Exceptional counties

City of London 
There are two sheriffs of the City of London, elected annually by the City of London liverymen; their function is similar, but not equivalent to that of High Sheriff, since the 1887 Act contains the saving "Nothing in this Act shall affect the privilege of the mayor, commonalty, and citizens of the city of London to elect the sheriffs of London". The sheriffs of London also served as sheriffs for Middlesex until 1889 when the office of High Sheriff of Middlesex was created.

Cornwall 
The Duchy of Cornwall's first charter in 1337 states that the Shrievalty of Cornwall, the right to appoint the sheriff for the county, is vested in the Duke of Cornwall. Two further charters, dated 18 March 1337 and 3 January 1338, state that no sheriff of the king shall enter Cornwall to execute the king's writ. The High Sheriff of Cornwall swears to serve both the reigning monarch and Duke of Cornwall (i.e., the crown prince). When there is no Duke of Cornwall, the Duchy Council still sits, but under the trusteeship of the English (since 1707, British) monarch. Only as Duchy Trustee can the monarch appoint the Sheriff of Cornwall. Nomination and appointment generally takes place during Hilary, and announced via the Duchy of Cornwall Office.

○ ○ ○ ○

_GIVEN EXERCISE 1_.
Quote from the passage on exceptional counties the part that opens with the words containing "Exceptional counties" and closes with "Middlesex was created.".
_GIVEN EXERCISE 2_.
Shorten the paragraph in the passage on exceptional counties that begins "There are two sheriffs of the City of London", keeping its main facts.
_GIVEN EXERCISE 3_.
Please write what comes next in the passage on exceptional counties, picking up after its last sentence.

○ ○ ○ ○

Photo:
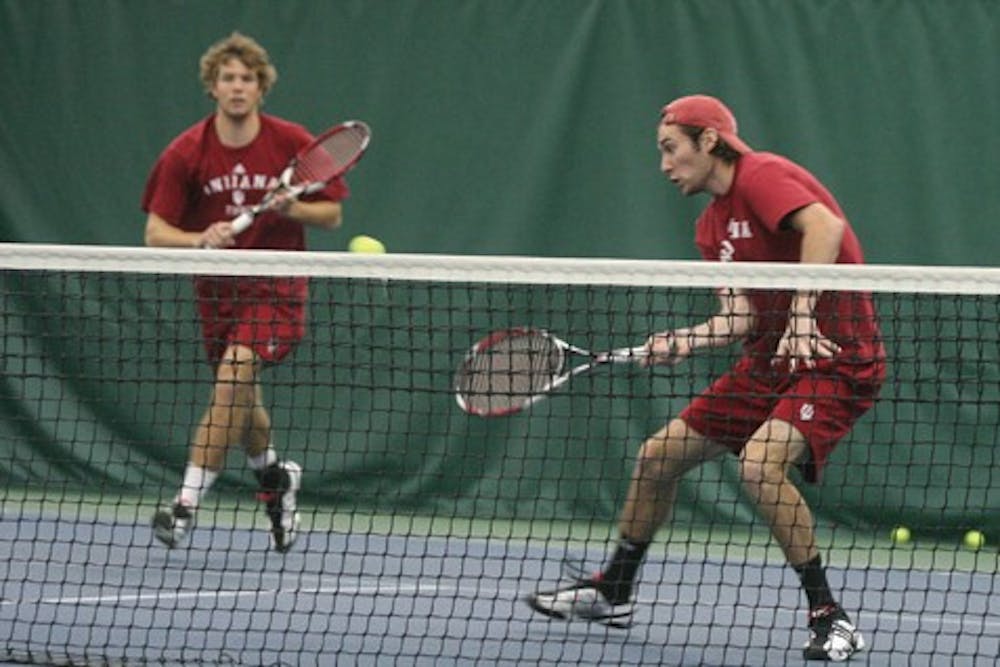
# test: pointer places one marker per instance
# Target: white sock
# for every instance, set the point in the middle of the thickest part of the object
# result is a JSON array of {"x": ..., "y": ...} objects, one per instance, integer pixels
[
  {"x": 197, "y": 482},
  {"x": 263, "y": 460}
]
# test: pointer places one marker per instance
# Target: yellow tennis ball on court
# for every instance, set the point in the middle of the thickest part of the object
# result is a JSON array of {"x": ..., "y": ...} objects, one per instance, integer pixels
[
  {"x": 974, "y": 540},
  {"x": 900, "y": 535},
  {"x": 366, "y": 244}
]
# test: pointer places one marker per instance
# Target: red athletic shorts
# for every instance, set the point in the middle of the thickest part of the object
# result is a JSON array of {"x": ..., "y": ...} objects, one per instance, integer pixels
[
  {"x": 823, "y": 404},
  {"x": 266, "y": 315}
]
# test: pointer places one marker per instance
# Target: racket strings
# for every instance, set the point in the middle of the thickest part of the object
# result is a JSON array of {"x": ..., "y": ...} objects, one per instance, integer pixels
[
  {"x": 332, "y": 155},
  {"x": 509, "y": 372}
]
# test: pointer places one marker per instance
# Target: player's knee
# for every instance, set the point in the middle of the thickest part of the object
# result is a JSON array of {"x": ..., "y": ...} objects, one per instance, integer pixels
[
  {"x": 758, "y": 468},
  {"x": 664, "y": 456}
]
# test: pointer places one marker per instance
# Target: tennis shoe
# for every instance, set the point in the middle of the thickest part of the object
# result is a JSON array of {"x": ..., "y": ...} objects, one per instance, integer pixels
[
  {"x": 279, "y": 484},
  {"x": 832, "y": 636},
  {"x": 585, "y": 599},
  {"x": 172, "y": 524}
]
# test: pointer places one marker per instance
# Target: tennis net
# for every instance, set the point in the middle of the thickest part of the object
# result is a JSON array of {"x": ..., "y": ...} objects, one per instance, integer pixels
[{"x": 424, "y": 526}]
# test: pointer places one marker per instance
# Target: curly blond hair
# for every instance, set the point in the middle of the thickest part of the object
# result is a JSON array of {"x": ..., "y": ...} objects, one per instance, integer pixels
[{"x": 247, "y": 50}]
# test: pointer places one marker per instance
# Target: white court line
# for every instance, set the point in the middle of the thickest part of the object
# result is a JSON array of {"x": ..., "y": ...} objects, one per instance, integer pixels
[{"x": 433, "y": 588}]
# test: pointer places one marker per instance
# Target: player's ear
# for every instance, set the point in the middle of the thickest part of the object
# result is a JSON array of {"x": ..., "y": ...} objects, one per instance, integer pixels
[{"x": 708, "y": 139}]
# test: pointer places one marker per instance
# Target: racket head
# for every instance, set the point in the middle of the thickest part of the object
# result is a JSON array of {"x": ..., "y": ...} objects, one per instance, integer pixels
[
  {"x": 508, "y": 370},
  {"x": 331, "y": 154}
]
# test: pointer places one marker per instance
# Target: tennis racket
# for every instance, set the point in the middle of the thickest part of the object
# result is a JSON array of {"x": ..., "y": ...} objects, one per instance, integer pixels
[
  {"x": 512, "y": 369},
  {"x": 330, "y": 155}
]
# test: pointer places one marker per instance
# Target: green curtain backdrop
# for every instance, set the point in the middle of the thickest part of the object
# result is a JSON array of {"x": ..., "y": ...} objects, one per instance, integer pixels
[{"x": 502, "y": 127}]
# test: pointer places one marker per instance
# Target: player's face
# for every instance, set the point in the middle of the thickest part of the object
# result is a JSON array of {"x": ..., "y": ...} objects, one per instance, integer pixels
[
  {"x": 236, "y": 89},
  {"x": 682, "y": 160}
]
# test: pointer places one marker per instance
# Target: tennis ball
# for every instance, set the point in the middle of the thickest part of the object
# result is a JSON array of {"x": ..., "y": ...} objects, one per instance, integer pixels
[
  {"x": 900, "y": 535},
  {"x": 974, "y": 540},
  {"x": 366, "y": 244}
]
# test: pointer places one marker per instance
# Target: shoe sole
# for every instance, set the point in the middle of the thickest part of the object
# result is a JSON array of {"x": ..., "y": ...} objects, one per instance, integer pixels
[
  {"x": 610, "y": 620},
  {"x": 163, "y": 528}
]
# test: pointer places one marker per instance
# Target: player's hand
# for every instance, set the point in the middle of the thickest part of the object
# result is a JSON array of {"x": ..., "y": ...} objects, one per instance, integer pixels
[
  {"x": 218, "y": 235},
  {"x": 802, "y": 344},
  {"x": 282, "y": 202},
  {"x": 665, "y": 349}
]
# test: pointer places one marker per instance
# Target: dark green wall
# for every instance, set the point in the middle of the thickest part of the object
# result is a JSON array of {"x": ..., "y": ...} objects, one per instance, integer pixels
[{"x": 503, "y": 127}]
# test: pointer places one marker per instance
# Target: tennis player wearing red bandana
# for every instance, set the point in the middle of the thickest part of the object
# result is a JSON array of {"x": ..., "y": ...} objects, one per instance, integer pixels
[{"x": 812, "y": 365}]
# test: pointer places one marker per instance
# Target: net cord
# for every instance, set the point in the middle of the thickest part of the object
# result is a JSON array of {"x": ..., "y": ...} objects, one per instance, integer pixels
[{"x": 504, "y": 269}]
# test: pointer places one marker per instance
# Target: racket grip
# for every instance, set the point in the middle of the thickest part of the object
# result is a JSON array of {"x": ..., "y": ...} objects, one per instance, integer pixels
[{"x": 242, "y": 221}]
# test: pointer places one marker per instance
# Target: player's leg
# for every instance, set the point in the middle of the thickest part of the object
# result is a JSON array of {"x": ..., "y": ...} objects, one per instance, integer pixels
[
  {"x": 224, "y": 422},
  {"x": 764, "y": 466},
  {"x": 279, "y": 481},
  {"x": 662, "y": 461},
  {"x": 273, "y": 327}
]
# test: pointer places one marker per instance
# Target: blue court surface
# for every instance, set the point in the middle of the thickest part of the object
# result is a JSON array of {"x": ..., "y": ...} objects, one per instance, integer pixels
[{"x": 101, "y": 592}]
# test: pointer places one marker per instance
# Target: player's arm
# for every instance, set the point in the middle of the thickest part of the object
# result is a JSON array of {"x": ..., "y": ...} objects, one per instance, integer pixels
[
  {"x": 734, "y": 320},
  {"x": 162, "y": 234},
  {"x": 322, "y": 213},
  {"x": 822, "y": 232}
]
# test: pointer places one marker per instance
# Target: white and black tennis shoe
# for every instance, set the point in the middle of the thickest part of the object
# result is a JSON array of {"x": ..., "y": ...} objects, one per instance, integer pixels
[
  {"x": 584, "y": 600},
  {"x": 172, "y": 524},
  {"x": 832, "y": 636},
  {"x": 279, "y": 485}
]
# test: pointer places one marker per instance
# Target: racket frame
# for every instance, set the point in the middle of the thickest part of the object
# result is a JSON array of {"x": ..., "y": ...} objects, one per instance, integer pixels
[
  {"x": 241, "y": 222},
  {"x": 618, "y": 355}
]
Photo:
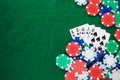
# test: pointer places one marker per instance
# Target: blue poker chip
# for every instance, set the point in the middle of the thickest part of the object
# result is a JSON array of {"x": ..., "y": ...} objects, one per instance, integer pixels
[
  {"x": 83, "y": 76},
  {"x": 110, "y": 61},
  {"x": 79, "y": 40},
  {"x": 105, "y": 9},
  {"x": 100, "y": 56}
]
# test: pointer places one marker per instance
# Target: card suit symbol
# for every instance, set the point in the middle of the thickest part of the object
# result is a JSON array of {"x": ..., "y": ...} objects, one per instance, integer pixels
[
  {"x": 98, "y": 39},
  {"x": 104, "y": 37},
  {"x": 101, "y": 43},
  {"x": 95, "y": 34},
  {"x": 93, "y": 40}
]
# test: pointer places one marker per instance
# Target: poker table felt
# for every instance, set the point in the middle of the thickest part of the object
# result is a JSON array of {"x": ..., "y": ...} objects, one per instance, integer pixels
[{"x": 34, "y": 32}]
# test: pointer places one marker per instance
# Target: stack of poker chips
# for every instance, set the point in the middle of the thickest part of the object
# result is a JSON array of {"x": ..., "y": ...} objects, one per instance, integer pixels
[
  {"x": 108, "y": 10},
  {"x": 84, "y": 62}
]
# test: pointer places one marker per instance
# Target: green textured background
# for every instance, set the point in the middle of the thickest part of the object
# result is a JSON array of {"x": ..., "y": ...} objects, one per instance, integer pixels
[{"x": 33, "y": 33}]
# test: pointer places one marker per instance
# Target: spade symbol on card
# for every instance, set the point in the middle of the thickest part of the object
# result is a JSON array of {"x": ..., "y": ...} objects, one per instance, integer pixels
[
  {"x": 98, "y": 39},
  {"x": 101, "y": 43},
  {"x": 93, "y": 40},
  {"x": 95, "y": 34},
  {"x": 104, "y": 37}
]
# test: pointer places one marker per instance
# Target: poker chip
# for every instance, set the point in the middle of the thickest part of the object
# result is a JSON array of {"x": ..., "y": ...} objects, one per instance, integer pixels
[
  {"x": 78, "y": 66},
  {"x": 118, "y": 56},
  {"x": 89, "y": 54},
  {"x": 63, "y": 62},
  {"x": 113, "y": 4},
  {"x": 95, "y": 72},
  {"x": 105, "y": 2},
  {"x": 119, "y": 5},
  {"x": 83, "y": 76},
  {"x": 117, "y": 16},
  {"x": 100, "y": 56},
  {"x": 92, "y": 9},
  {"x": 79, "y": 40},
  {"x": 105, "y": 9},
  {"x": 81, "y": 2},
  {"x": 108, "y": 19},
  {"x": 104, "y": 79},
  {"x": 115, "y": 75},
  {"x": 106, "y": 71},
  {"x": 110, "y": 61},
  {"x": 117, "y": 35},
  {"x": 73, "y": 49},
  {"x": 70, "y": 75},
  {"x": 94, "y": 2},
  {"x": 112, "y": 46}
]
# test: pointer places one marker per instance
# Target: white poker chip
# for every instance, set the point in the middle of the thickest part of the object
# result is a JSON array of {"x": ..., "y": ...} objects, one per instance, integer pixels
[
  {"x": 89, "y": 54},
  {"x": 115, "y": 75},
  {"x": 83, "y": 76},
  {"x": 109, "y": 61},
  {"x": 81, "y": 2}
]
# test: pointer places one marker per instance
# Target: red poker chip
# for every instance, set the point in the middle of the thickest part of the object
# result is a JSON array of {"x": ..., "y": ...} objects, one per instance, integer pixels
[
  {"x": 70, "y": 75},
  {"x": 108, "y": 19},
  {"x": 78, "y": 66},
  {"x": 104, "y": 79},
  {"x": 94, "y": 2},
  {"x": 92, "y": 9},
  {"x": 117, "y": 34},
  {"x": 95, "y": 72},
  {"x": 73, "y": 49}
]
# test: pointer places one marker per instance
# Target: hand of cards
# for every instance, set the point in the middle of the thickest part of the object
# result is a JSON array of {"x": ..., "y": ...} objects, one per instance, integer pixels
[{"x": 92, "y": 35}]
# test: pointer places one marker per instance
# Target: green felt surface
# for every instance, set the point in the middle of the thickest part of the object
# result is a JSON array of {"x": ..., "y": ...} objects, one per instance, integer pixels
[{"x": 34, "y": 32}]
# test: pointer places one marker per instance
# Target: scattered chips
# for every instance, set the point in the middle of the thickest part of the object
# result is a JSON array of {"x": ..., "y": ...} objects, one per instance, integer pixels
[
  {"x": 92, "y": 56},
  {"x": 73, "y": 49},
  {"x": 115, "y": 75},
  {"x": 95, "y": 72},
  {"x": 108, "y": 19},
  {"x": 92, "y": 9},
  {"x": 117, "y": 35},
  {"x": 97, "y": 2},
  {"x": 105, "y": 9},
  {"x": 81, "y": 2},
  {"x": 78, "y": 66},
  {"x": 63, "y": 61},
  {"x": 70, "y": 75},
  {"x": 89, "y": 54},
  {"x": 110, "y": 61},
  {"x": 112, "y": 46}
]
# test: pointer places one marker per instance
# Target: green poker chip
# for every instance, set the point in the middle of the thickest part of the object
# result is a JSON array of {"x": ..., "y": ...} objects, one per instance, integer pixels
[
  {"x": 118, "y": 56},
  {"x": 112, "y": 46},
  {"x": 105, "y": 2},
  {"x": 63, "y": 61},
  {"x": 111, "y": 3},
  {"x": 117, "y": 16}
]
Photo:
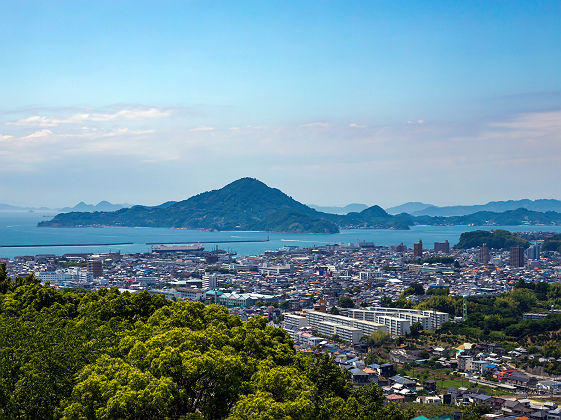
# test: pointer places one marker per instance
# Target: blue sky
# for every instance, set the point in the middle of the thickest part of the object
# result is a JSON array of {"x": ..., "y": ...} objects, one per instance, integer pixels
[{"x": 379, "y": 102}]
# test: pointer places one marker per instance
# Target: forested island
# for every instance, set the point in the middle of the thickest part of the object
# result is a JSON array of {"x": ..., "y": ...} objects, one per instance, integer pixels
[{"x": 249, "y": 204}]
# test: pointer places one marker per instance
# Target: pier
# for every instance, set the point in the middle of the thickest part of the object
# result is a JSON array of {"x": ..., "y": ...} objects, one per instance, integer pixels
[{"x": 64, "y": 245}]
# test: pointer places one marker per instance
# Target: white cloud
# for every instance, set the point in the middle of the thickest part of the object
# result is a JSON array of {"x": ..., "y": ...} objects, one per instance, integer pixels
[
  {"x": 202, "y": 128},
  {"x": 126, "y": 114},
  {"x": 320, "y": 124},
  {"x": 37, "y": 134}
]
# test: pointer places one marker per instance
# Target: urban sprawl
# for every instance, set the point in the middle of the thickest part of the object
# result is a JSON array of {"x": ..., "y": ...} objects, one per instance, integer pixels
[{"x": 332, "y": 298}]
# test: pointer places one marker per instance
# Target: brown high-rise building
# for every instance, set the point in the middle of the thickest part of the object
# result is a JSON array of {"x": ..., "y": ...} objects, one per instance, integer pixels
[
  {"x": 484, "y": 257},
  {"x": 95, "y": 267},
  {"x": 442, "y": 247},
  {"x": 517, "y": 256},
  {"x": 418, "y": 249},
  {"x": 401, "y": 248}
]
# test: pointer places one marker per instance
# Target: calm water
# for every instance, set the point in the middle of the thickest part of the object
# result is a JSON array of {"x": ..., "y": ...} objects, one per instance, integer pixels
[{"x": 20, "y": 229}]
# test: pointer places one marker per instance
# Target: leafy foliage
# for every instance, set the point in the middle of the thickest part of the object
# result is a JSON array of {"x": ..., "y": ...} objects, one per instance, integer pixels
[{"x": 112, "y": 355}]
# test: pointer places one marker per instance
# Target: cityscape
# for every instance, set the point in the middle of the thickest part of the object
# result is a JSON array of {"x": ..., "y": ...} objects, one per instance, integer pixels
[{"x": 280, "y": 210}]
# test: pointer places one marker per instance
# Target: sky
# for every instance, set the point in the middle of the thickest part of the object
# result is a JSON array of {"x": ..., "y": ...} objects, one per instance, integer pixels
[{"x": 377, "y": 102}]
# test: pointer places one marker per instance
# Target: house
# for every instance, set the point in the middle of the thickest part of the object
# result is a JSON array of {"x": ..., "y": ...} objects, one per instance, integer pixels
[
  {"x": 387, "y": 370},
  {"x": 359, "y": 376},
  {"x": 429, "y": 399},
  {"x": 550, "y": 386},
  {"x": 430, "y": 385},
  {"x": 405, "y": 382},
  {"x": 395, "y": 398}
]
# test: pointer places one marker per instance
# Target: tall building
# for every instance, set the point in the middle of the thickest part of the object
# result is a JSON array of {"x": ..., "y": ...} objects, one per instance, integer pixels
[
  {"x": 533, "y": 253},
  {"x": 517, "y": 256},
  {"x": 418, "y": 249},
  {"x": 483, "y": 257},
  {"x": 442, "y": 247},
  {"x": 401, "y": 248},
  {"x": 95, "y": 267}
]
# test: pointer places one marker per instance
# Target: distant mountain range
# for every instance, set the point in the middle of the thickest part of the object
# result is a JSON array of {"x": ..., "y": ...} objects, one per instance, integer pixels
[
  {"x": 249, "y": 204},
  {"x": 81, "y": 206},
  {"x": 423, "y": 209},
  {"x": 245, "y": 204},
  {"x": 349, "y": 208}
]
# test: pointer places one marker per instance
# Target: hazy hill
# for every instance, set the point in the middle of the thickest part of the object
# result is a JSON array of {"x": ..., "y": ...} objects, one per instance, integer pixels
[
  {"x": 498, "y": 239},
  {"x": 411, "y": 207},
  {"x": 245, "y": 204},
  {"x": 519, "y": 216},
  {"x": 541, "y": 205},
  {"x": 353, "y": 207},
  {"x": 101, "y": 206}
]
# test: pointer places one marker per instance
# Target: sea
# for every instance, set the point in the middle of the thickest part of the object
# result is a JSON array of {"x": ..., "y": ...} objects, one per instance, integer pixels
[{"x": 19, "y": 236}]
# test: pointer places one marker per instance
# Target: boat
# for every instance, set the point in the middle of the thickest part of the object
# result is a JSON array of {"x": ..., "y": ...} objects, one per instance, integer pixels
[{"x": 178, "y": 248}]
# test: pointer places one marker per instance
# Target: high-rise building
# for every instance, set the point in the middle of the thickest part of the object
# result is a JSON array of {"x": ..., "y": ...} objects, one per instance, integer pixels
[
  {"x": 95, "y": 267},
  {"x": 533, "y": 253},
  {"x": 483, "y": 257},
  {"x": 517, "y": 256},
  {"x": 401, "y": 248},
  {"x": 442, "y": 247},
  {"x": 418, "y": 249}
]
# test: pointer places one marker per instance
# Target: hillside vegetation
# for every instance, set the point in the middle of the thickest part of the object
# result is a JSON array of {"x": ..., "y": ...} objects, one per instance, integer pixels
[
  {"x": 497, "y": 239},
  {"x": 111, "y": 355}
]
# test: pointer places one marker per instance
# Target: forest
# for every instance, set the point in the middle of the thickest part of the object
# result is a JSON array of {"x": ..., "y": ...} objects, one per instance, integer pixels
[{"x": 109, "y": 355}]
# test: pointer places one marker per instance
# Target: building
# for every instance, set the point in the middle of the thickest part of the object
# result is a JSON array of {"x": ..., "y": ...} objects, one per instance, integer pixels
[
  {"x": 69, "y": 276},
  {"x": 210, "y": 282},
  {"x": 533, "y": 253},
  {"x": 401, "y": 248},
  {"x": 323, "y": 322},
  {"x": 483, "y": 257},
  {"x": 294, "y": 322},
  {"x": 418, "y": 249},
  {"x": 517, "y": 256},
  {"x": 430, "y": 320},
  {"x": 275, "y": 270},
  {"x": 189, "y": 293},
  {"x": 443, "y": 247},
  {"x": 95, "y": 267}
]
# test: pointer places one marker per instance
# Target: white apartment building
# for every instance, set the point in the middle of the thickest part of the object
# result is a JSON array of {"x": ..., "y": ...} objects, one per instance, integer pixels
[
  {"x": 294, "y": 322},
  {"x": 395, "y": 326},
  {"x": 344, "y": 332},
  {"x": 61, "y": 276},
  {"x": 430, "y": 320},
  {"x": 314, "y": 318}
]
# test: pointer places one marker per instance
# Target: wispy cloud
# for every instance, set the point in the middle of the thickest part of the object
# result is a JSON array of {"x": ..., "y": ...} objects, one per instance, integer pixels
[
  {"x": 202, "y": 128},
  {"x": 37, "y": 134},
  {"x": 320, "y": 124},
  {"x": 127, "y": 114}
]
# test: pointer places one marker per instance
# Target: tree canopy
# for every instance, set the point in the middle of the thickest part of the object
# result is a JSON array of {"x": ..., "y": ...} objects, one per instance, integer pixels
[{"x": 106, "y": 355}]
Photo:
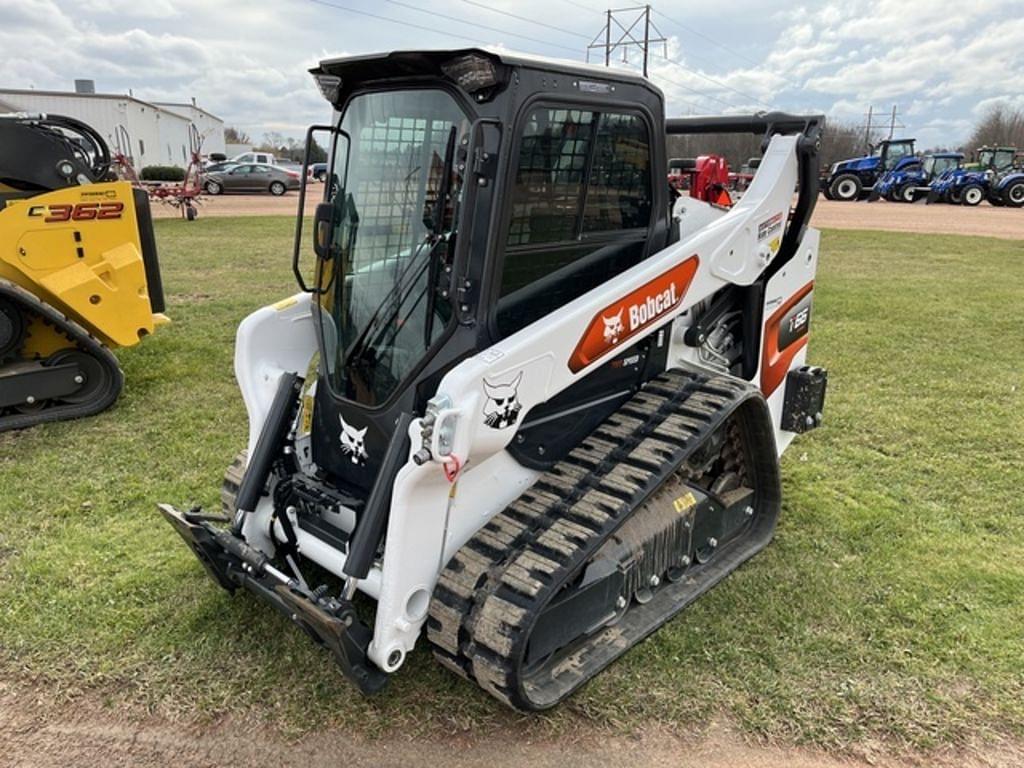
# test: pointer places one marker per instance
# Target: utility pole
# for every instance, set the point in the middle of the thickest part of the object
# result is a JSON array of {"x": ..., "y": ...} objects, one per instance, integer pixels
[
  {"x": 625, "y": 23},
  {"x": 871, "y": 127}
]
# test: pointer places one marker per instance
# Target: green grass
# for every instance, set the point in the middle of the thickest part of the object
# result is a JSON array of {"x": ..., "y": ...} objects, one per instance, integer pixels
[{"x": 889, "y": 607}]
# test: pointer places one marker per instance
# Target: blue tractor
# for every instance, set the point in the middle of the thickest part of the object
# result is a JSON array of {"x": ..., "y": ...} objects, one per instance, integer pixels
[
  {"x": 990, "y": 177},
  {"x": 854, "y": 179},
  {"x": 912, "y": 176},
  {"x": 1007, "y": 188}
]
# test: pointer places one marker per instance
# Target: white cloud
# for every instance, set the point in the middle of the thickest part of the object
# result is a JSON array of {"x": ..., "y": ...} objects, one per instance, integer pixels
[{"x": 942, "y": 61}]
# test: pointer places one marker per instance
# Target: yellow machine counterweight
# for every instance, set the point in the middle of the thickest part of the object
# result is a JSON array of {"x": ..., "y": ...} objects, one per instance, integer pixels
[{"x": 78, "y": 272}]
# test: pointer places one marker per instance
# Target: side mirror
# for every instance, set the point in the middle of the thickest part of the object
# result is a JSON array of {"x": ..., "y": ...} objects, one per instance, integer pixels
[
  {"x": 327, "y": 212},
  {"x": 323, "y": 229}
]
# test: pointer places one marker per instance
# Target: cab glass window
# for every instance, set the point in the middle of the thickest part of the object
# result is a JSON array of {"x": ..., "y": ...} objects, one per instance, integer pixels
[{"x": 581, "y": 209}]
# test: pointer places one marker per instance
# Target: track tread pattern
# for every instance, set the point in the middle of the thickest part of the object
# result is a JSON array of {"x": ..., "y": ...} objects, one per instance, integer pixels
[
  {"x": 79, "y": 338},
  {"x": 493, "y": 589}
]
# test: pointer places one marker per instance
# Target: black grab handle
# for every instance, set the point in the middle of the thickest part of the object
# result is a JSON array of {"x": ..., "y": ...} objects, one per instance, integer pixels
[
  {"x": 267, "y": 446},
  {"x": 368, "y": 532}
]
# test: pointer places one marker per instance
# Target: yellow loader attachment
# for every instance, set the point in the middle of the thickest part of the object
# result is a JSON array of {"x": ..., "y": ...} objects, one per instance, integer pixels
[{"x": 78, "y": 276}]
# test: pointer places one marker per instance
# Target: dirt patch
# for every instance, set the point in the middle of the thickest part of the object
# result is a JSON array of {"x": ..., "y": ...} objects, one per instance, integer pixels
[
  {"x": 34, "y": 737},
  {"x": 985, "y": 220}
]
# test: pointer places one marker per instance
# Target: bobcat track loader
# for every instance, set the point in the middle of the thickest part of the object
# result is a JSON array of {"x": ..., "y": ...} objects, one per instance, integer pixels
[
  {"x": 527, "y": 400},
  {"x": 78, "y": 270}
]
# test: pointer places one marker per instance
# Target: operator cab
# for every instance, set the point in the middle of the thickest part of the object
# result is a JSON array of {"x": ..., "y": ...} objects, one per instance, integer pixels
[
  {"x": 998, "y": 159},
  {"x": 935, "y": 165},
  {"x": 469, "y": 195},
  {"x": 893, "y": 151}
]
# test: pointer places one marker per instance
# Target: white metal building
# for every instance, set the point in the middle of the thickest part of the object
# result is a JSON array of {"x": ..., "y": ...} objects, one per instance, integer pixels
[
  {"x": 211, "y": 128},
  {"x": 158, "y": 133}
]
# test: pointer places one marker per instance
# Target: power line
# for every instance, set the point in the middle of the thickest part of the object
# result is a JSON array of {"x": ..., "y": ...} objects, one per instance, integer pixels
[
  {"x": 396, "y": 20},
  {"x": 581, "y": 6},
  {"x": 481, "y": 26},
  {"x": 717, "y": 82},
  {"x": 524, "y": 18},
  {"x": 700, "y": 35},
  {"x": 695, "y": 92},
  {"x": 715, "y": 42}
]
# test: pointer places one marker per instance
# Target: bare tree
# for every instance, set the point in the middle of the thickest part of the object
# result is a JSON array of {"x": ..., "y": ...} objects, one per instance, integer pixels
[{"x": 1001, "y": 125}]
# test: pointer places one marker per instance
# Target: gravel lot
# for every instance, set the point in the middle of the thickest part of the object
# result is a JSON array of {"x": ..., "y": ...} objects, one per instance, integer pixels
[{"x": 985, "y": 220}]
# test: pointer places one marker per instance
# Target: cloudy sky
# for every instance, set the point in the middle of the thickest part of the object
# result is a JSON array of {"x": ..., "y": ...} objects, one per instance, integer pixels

○ ○ ○ ○

_EXPECTED ANSWER 1_.
Exceptional counties

City of London 
There are two sheriffs of the City of London, elected annually by the City of London liverymen; their function is similar, but not equivalent to that of High Sheriff, since the 1887 Act contains the saving "Nothing in this Act shall affect the privilege of the mayor, commonalty, and citizens of the city of London to elect the sheriffs of London". The sheriffs of London also served as sheriffs for Middlesex until 1889 when the office of High Sheriff of Middlesex was created.

_EXPECTED ANSWER 2_.
The City of London has two sheriffs, elected each year by its liverymen. Their role is similar to that of a High Sheriff but not the same, because the 1887 Act preserves the city's privilege to elect the sheriffs of London. They also served as sheriffs for Middlesex until 1889, when the office of High Sheriff of Middlesex was created.

_EXPECTED ANSWER 3_.
Durham 
The High Sheriff of Durham was appointed by the Prince-Bishop of Durham until 1836, when the jurisdiction of the county palatine became vested in the Crown. Since then the high sheriffs of Durham have been appointed in the same way as other high sheriffs in England and Wales.

Isle of Ely 
After an Act of Parliament in 1535/6 ended the palatine status of the Isle, the bishop remained custos rotulorum and appointed a chief bailiff for life to perform the functions of high sheriff within the liberty.

Lancashire 
The right to nominate and select high sheriffs in Lancashire is vested in the monarch in right of the Duchy of Lancaster. Before 1974, this right applied only to the High Sheriff of Lancashire, but since the administrative changes of the Local Government Act 1972 (effective 1974), the High Sheriff of Greater Manchester and High Sheriff of Merseyside also come under the jurisdiction of the Duchy of Lancaster. As with  other counties in England, three names are nominated to the Chancellor of the Duchy of Lancaster for Lancashire appointments; the chancellor presents these to the monarch with his recommendation in a private audience. New appointments are usually announced during Hilary.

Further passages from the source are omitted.